* [Exercise directions] Copy every one of the entries below line for line, without changing anything, and leave out the pictures.

===== Entries shown =====

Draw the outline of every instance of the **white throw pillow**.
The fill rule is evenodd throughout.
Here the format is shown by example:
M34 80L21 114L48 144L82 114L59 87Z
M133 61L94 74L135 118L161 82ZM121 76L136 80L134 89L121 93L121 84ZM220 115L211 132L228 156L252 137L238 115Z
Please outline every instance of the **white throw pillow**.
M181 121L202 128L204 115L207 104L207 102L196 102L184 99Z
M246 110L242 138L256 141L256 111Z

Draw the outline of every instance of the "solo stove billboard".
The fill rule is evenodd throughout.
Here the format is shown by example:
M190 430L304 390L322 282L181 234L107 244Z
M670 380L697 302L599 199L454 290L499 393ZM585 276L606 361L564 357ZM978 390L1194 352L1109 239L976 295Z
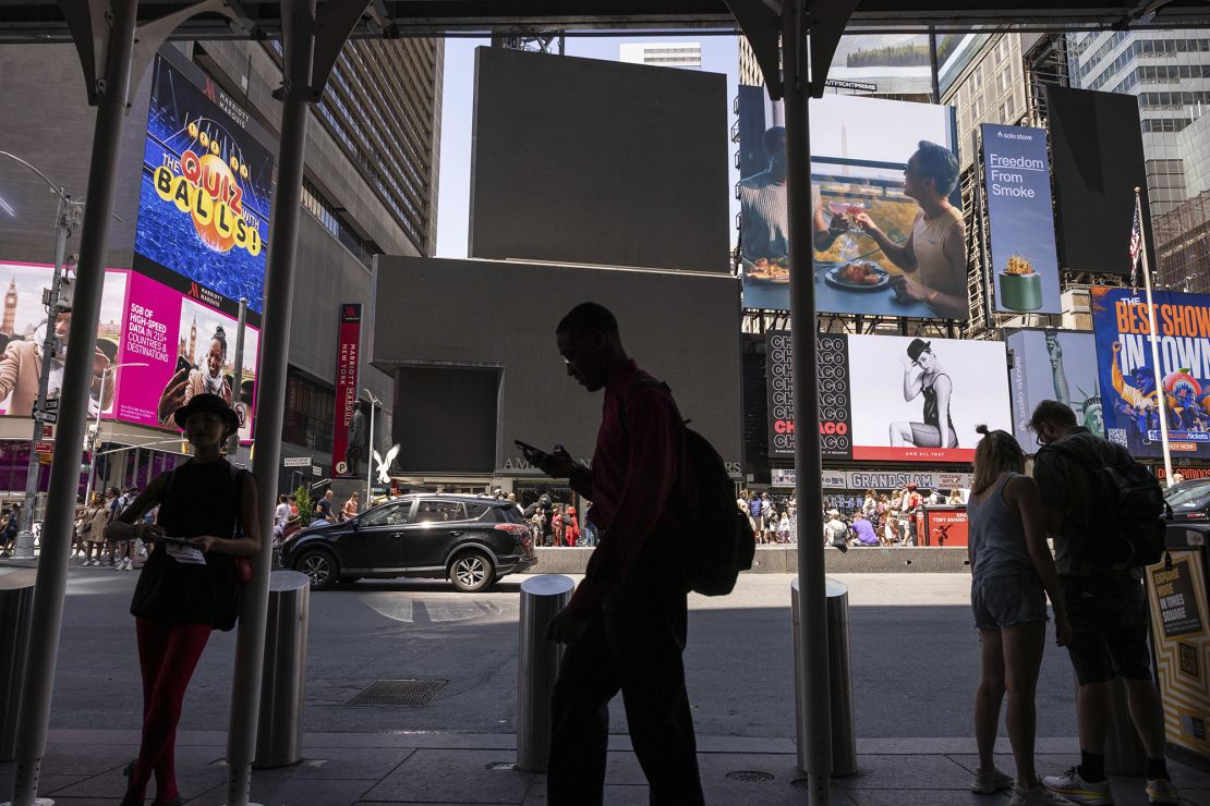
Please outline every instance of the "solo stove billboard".
M996 311L1059 313L1059 255L1044 129L983 124Z

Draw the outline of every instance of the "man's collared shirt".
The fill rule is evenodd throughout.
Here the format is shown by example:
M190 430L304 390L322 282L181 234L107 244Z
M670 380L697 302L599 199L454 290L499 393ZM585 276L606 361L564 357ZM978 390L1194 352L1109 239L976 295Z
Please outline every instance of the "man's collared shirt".
M655 385L634 388L645 378L651 376L628 361L605 384L592 489L577 489L592 499L593 522L603 534L571 598L576 609L600 608L663 521L676 488L684 423L668 392Z

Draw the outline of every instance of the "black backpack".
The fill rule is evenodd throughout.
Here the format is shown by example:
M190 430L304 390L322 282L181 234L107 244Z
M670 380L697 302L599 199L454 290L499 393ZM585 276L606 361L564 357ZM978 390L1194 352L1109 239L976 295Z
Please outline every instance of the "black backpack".
M620 412L623 425L626 401L643 387L659 387L672 393L667 383L655 378L636 381L622 400ZM736 487L722 457L709 440L687 428L688 421L685 423L685 462L678 488L687 499L682 504L693 549L690 555L690 590L703 596L726 596L734 590L739 572L753 567L756 541L748 516L736 506Z
M1105 462L1068 445L1048 445L1079 465L1094 480L1100 505L1093 504L1087 541L1095 568L1124 573L1158 563L1164 556L1165 518L1172 510L1156 477L1134 459Z

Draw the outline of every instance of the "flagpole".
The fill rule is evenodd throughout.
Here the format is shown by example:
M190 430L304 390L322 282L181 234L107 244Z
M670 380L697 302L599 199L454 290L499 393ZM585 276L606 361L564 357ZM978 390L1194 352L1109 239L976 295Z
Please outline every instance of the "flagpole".
M1156 332L1156 305L1151 298L1151 266L1147 262L1147 236L1143 230L1146 226L1143 219L1146 216L1141 213L1142 207L1137 187L1135 187L1135 209L1140 210L1139 237L1141 238L1141 244L1139 253L1142 257L1143 289L1147 291L1147 330L1151 334L1151 367L1152 372L1156 375L1156 405L1159 410L1159 443L1164 450L1164 479L1166 487L1172 483L1172 452L1168 446L1168 394L1164 392L1164 371L1159 365L1159 336Z

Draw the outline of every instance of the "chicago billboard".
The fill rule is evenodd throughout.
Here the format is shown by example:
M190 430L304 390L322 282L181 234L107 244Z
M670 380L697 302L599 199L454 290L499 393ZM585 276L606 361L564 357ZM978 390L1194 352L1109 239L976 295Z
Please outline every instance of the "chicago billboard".
M953 109L811 102L811 231L819 311L966 319L967 257ZM780 103L739 87L744 307L789 308Z
M1058 400L1076 412L1076 421L1105 436L1096 342L1090 332L1070 330L1012 330L1004 343L1010 356L1013 434L1026 453L1033 453L1037 435L1028 422L1043 400Z
M1105 435L1135 457L1163 456L1163 394L1172 456L1210 458L1210 295L1157 291L1153 302L1162 390L1146 298L1124 288L1091 289Z
M770 456L794 453L789 334L768 335ZM975 425L1012 430L1002 342L819 334L825 458L970 462Z
M198 296L227 313L240 297L260 312L273 182L264 139L194 65L156 56L136 271L178 291L198 286Z
M849 385L845 336L820 334L816 338L819 366L819 450L825 458L848 458ZM794 348L790 331L773 330L766 337L768 390L768 454L794 456Z
M1059 313L1045 129L983 124L996 311Z

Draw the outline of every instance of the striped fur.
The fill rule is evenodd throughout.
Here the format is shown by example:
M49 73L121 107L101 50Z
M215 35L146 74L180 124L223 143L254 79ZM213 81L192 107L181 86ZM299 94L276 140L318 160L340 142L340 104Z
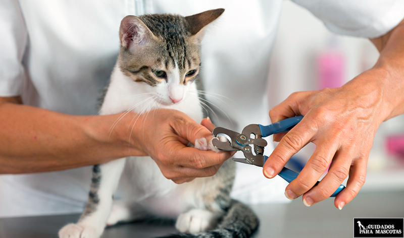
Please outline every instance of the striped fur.
M165 108L200 122L195 80L203 29L223 11L185 18L157 14L124 18L120 52L100 114ZM248 206L230 198L235 171L234 162L228 160L214 176L177 185L164 177L150 157L95 165L84 212L76 224L62 228L59 236L98 238L106 224L159 217L176 219L176 227L183 233L169 237L249 237L258 220ZM131 189L125 190L123 201L114 203L121 174L121 182Z

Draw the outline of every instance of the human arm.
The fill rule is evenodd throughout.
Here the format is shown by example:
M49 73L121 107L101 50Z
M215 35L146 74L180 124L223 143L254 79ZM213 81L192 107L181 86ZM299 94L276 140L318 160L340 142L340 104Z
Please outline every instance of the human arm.
M177 111L161 109L133 125L134 116L146 115L130 113L118 122L121 114L68 115L21 102L19 97L0 97L0 173L57 170L150 155L165 176L181 183L213 175L229 157L181 143L212 134Z
M305 204L313 205L329 197L348 175L346 188L334 205L342 208L356 196L365 183L377 128L382 122L404 112L403 38L401 22L372 40L380 52L372 69L340 88L294 93L271 110L273 122L295 115L305 118L286 135L275 136L280 142L264 166L267 176L277 174L307 144L316 145L297 178L286 188L289 198L303 195ZM313 188L331 161L327 175Z

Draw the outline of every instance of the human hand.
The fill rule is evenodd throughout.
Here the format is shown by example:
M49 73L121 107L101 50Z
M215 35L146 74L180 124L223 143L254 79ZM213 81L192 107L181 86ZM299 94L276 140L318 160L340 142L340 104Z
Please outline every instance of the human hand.
M197 139L212 137L215 126L209 120L204 120L200 125L179 111L159 109L140 115L136 122L131 143L137 144L156 161L163 174L176 183L212 176L231 156L229 152L201 151L186 146L188 142L194 144Z
M356 196L365 181L368 157L377 128L391 110L384 98L387 90L378 80L386 72L364 72L341 88L292 94L269 112L273 123L296 115L301 121L288 133L274 135L279 143L264 166L271 178L289 159L310 142L316 150L285 196L303 195L310 206L329 197L349 175L346 188L336 197L341 209ZM314 185L331 163L327 175Z

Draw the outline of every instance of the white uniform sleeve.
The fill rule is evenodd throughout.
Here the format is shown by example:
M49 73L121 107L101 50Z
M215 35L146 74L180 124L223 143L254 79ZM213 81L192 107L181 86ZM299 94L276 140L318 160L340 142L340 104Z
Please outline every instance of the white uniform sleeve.
M404 18L402 0L292 0L337 34L367 38L384 35Z
M0 1L0 96L21 94L28 34L17 0Z

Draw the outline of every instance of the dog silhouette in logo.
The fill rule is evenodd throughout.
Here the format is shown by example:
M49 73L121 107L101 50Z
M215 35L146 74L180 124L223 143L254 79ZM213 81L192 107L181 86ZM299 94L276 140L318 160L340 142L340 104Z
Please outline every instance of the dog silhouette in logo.
M365 228L365 226L364 226L363 225L362 225L362 224L361 223L360 221L358 221L357 222L358 222L358 225L359 226L359 229L361 229L361 228L362 229L364 229L364 230L367 230L368 229Z

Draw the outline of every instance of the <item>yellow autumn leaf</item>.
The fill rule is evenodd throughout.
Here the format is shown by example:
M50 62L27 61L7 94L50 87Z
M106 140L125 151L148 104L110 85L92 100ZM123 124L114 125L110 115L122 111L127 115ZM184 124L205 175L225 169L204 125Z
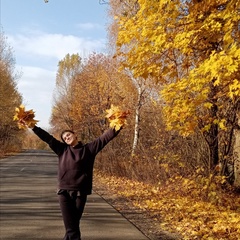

=====

* [In response]
Draw the outline of every instance of the **white throw pillow**.
The fill rule is evenodd throughout.
Here the format is shown by example:
M34 80L21 114L48 144L82 114L59 87Z
M133 61L94 74L135 118L161 82ZM121 76L136 80L134 89L121 93L121 84ZM220 115L211 132L228 156L252 137L238 115Z
Please outline every instance of the **white throw pillow**.
M181 121L202 128L204 115L207 104L207 102L196 102L184 99Z
M246 110L242 138L256 141L256 111Z

Draw the outline of every instance of the "solo stove billboard".
The fill rule is evenodd throughout.
Here the format is shown by example:
M190 430L304 390L322 282L181 234L107 244Z
M670 380L697 302L599 199L454 290L499 393ZM585 276L606 361L564 357ZM978 390L1194 352L1109 239L976 295Z
Please outline every instance of the "solo stove billboard".
M996 311L1059 313L1059 255L1044 129L983 124Z

Draw the outline of every instance of the "man's collared shirt".
The fill rule is evenodd throughout.
Here the format is shown by example:
M190 430L304 390L322 282L181 234L107 244Z
M670 380L697 302L599 199L454 290L499 393ZM585 276L606 361L564 357ZM978 390L1194 352L1109 239L976 295Z
Please outline every instance of the "man's collared shirt".
M655 385L634 388L645 378L651 376L628 361L605 384L592 489L577 489L592 499L593 522L603 534L571 598L576 609L600 608L663 521L676 488L684 423L668 392Z

Draw the outline of every instance of the "black backpack".
The fill rule is evenodd throughout.
Here the format is shown by example:
M190 430L304 390L322 282L181 234L107 244Z
M670 380L697 302L599 199L454 290L499 393ZM585 276L606 361L564 357ZM978 390L1194 352L1109 239L976 295Z
Please outline every instance of the "black backpack".
M620 412L623 425L626 401L643 387L659 387L672 393L667 383L655 378L636 381L622 400ZM736 487L722 457L709 440L687 428L688 421L685 423L685 462L678 488L687 499L682 504L693 549L690 555L690 590L703 596L726 596L734 590L739 572L753 567L756 541L748 516L736 506Z
M1105 462L1068 445L1048 445L1079 465L1094 480L1100 505L1093 504L1087 541L1095 568L1124 573L1158 563L1164 556L1165 518L1172 510L1156 477L1134 459Z

Draw the outline of every instance of the "flagpole".
The fill rule is evenodd throughout.
Here the format is shown by example:
M190 430L304 390L322 282L181 234L107 244Z
M670 380L697 302L599 199L454 290L499 393ZM585 276L606 361L564 357ZM978 390L1194 352L1109 239L976 295Z
Please outline every instance of the "flagpole".
M1156 332L1156 305L1151 298L1151 266L1147 262L1147 236L1143 230L1146 226L1143 219L1146 216L1141 213L1142 207L1137 187L1135 187L1135 209L1140 210L1139 237L1141 238L1141 244L1139 253L1142 257L1143 289L1147 291L1147 330L1151 334L1151 367L1152 372L1156 375L1156 405L1159 410L1159 443L1164 450L1164 479L1166 487L1172 483L1172 452L1168 446L1168 394L1164 392L1164 371L1159 365L1159 336Z

Draw the outline of every instance of the "chicago billboard".
The fill rule is evenodd throughout.
Here the format is shown by example:
M190 430L304 390L322 282L181 234L107 244Z
M670 380L697 302L599 199L454 290L499 393ZM585 276L606 361L564 357ZM978 390L1194 352L1109 239L976 295Z
Please outline every instance of the "chicago billboard".
M953 109L811 102L811 231L819 311L966 319L967 257ZM780 103L739 87L744 307L789 308Z
M1058 400L1076 412L1076 421L1105 436L1096 342L1090 332L1070 330L1012 330L1004 343L1010 356L1013 434L1026 453L1033 453L1037 435L1028 422L1043 400Z
M1105 435L1135 457L1163 456L1163 394L1172 456L1210 458L1210 295L1157 291L1153 302L1162 390L1146 298L1124 288L1091 289Z
M770 456L794 453L789 334L768 335ZM975 425L1012 430L1002 342L819 334L825 458L970 462Z
M198 296L227 313L240 297L260 312L273 182L264 139L194 65L156 56L136 271L178 291L198 286Z
M849 385L845 336L820 334L816 338L819 366L819 450L825 458L848 458ZM794 348L790 331L773 330L766 337L768 390L768 454L794 456Z
M1059 313L1045 129L983 124L996 311Z

Draw the outline of every instance of the striped fur.
The fill rule is evenodd throughout.
Here the format is shown by example:
M49 73L121 107L101 50Z
M215 35L146 74L180 124L223 143L254 79ZM213 81L192 107L181 86ZM299 94L276 140L318 160L340 142L340 104Z
Please outline every instance of the striped fur.
M165 108L200 122L195 80L203 29L223 11L185 18L157 14L124 18L120 52L100 114ZM248 206L230 198L235 171L234 162L228 160L214 176L177 185L164 177L150 157L95 165L84 212L76 224L62 228L59 236L98 238L106 224L159 217L176 219L176 227L183 233L169 237L249 237L258 220ZM131 189L125 190L123 201L114 203L121 174L121 182Z

Draw the outline of every instance of the human arm.
The fill rule is evenodd throughout.
Here the format is shown by example:
M49 73L121 107L101 50Z
M215 35L146 74L180 124L223 143L254 79ZM213 81L192 107L181 86ZM299 94L276 140L318 160L340 142L340 104Z
Please outline every instance of the human arm.
M177 111L161 109L133 125L134 116L146 115L130 113L118 122L121 114L68 115L21 102L19 97L0 97L0 173L57 170L150 155L165 176L181 183L213 175L229 157L181 143L212 134Z
M305 204L313 205L329 197L348 175L346 188L334 205L342 208L356 196L365 183L377 128L382 122L404 112L403 38L401 22L372 40L380 52L372 69L340 88L294 93L271 110L273 122L295 115L305 118L286 135L275 136L280 142L264 166L267 176L277 174L307 144L316 145L297 178L286 188L289 198L303 195ZM313 188L331 161L327 175Z

Draw the outline of every instance of the human hand.
The fill rule is evenodd throughout.
Here the format is shown by example:
M49 73L121 107L101 50Z
M215 35L146 74L180 124L223 143L254 79ZM213 81L192 107L181 86ZM299 94L276 140L318 160L340 142L340 104Z
Please outline every instance of the human hand.
M197 139L212 137L215 126L209 120L204 120L200 125L179 111L159 109L140 115L136 122L131 143L137 144L156 161L163 174L176 183L212 176L231 156L229 152L201 151L186 146L188 142L194 144Z
M356 196L365 181L368 157L377 128L391 110L384 98L387 90L378 80L386 72L364 72L341 88L292 94L269 112L273 123L296 115L301 121L288 133L274 135L279 143L264 166L271 178L289 159L310 142L316 150L285 196L303 195L310 206L329 197L349 175L346 188L336 197L341 209ZM314 185L331 163L327 175Z

Draw the outline of every instance of the white uniform sleeve.
The fill rule is evenodd throughout.
Here the format is shown by example:
M49 73L121 107L101 50Z
M215 35L146 74L180 124L223 143L254 79ZM213 81L192 107L181 86ZM299 94L276 140L318 160L340 142L340 104Z
Please outline every instance of the white uniform sleeve.
M404 18L402 0L292 0L337 34L367 38L384 35Z
M0 1L0 96L21 94L28 34L17 0Z

Draw the outline of every instance of the dog silhouette in logo.
The fill rule is evenodd throughout.
Here the format is shown by example:
M49 73L121 107L101 50Z
M215 35L146 74L180 124L223 143L254 79ZM213 81L192 107L181 86ZM299 94L276 140L318 160L340 142L340 104Z
Please outline every instance of the dog silhouette in logo.
M365 228L365 226L364 226L363 225L362 225L362 224L361 223L360 221L358 221L357 222L358 222L358 225L359 226L359 229L361 229L361 228L362 229L364 229L364 230L367 230L368 229Z

Draw the outline of every instance of the <item>yellow autumn leaf</item>.
The fill rule is evenodd throughout.
Here the format is shown by example:
M50 62L27 61L7 94L50 87Z
M106 140L125 151L148 104L110 85L92 100ZM123 124L114 125L110 115L122 111L127 115ZM184 124L205 175L225 169L204 125Z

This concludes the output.